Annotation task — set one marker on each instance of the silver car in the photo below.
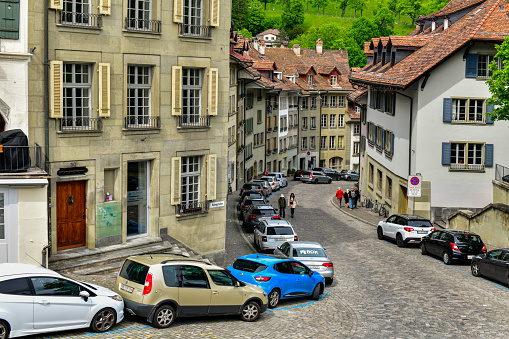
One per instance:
(312, 254)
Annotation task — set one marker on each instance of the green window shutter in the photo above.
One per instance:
(9, 19)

##############################

**GIVEN INSTRUCTION:** Make a word-for-word copy of the entries, without any pictures.

**ANSWER TO THE PROBLEM:**
Annotation task — set one marker on each instance of the silver car in the photo below.
One per instance:
(312, 254)
Annotation task — set one marker on each instance of the green window shutter in the photo above.
One per instance:
(9, 19)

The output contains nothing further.